> _Stated task_: Return all of the entries word for word, but omit the pictures they contain.

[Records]

___

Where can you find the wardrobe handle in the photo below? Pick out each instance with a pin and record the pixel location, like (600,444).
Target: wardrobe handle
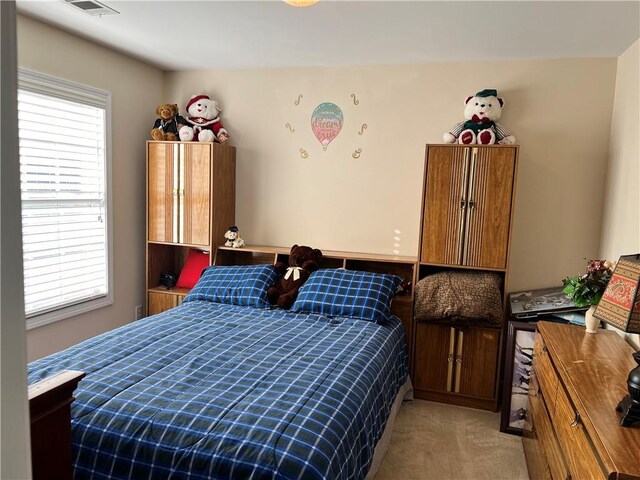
(471,204)
(463,205)
(576,421)
(176,179)
(181,194)
(450,358)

___

> _Response to the exercise_:
Where can you find the wardrobe handle in the photo below? Pick out each instance with a pin and record the pixel location, like (600,444).
Target: wardrobe handle
(471,204)
(463,205)
(576,421)
(176,179)
(181,194)
(450,358)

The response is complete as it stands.